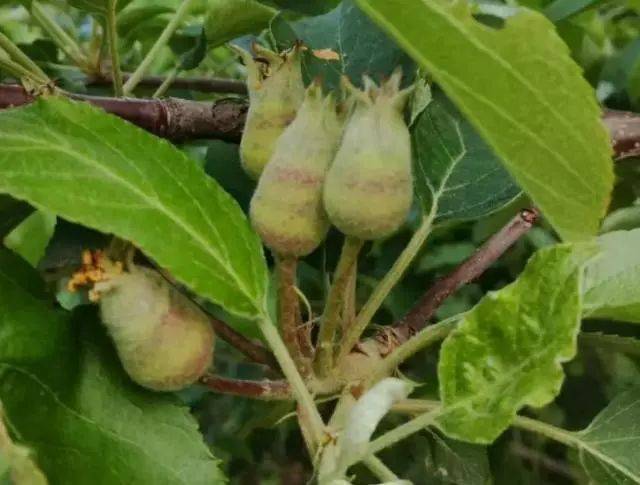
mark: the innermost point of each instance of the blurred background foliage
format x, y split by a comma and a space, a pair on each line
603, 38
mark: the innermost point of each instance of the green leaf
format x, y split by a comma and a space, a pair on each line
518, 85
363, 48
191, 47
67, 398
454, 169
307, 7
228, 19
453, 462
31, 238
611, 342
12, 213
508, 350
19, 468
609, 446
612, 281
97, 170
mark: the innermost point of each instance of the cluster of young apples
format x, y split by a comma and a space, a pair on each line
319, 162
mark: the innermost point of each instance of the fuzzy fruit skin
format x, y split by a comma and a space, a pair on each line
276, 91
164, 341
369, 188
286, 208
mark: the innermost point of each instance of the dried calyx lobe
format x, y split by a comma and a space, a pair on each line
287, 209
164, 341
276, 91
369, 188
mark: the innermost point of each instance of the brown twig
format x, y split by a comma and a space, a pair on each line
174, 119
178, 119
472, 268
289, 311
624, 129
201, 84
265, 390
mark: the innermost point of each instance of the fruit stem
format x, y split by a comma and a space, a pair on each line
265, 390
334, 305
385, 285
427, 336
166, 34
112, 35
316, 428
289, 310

==

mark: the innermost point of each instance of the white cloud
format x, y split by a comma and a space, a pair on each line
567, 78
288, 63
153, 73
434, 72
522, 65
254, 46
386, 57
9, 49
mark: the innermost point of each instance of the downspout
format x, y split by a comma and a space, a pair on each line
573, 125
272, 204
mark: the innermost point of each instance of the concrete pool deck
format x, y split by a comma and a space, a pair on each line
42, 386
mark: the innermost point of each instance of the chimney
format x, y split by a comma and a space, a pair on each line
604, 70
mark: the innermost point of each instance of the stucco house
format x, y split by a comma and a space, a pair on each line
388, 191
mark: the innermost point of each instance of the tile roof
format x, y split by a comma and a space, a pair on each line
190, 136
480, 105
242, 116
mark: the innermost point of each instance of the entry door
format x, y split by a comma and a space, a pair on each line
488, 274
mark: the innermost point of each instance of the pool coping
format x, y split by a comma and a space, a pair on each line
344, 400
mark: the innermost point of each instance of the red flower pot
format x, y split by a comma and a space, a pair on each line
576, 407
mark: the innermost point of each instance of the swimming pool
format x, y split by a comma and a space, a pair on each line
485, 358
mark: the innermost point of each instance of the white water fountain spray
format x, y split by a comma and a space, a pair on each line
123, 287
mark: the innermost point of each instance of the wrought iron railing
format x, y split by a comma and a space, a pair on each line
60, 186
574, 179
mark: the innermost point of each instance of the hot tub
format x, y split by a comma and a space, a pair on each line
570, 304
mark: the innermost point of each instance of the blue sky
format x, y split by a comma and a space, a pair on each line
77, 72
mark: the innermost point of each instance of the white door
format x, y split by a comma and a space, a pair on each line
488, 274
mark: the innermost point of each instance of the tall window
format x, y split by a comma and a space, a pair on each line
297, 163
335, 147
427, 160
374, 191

[YOUR OBJECTIVE]: In the listing above, find the line containing "mark: the innermost point of each instance of the entry" and the line containing "mark: the innermost point of each instance of the white door", then retype both and every line between them exactly, with nothing else.

[SOLUTION BELOW]:
mark: the innermost point of each instance of the entry door
format x, y split by a comma and a space, a pair on each line
488, 274
mark: the innermost point of each instance of the pool coping
format x, y split by a comma and a space, a pair on each line
344, 400
mark: the innermost point of each instance of the red flower pot
format x, y split by a comma and a space, a pair on each line
576, 407
mark: the innermost point of each instance of the swimming pool
format x, y split by a comma and a space, a pair on each line
485, 358
mark: the innermost point of each instance of the white water fountain spray
format x, y split by a comma and a space, a pair on each line
123, 287
mark: the innermost point of each instance of the wrought iron railing
format x, y split by a comma and a space, a pair on each line
60, 186
574, 179
mark: the innermost point of each instance of the hot tub
format x, y split by a comma and a space, a pair on each line
570, 304
mark: the innermost point of each instance of the blue sky
format x, y split by a comma and a space, a pair on each line
77, 72
mark: the innermost point of each instance of the white door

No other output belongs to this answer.